- _Problem details_:
Render each line of the entries below as one numbered list, skipping the blank lines.

- _Information given_:
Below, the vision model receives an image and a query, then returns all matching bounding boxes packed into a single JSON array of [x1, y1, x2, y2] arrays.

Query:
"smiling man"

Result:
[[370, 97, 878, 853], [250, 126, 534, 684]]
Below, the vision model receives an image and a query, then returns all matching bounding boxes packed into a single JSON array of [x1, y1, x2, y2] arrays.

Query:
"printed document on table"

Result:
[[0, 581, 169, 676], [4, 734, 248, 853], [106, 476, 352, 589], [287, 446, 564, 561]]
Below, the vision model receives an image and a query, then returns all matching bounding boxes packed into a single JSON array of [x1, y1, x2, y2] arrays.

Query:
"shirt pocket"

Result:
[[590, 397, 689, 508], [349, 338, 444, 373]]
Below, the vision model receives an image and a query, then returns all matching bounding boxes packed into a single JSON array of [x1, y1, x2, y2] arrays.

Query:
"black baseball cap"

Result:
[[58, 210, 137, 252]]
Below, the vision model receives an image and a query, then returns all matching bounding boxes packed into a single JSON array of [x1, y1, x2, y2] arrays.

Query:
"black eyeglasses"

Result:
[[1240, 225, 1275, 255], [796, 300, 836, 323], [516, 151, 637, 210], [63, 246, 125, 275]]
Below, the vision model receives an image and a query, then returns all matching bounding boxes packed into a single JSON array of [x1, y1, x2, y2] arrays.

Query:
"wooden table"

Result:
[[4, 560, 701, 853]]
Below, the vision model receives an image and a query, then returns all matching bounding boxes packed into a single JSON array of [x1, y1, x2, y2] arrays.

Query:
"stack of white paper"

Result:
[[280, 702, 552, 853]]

- _Solution_:
1. Below, the vision model receives an image and a query, then returns all matching bounding boxes packed into a single JSON array of [x1, y1, x2, y2] arrays.
2. Query:
3. "smiling man"
4. Result:
5. [[370, 97, 878, 853], [250, 126, 534, 684]]
6. Below, the vision model receives an image and a query, then returns all matching bounding boxes packed into a single JSON array of [x1, y1, x2, y2] arrays.
7. Query:
8. "printed document on table"
9. Result:
10. [[0, 581, 169, 676], [4, 734, 248, 853], [106, 476, 352, 589], [287, 446, 564, 561]]
11. Below, the vision model receives an image and a query, then returns all matching bounding boxes packed into a single JSON array of [x1, y1, x2, y2] arrays.
12. Query:
13. "shirt pocket"
14. Result:
15. [[590, 397, 689, 508], [349, 338, 444, 373]]
16. Below, the vision model receives an image and a query, then returns all matching bounding boxes packed into a single JSON array of [x1, y1, x2, y2] arrays.
17. Query:
18. "black baseball cap"
19. Result:
20. [[58, 210, 137, 252]]
21. Below, the vision model receives an image and a query, then returns all matching bounding boxes packed into a single JSON array of [x1, y1, x2, y2] arrays.
22. Query:
23. "black eyeglasses"
24. Result:
25. [[1240, 225, 1275, 255], [796, 300, 836, 323], [516, 151, 637, 210], [63, 246, 125, 275]]
26. Below, the vision model receives an image and a query, then returns all matching bounding boxes packed into a single JSON array of [x1, y1, x2, y2] arrays.
27. Query:
28. "wooden table"
29. Result:
30. [[4, 560, 701, 853]]
31. Below, the vision model receives an image and a query, then returns all matching bounding boxes packed into a single JSON array of [x1, y1, x2, y2] arrays.
32. Query:
33. "stack of white paper"
34. Result:
35. [[280, 702, 552, 853]]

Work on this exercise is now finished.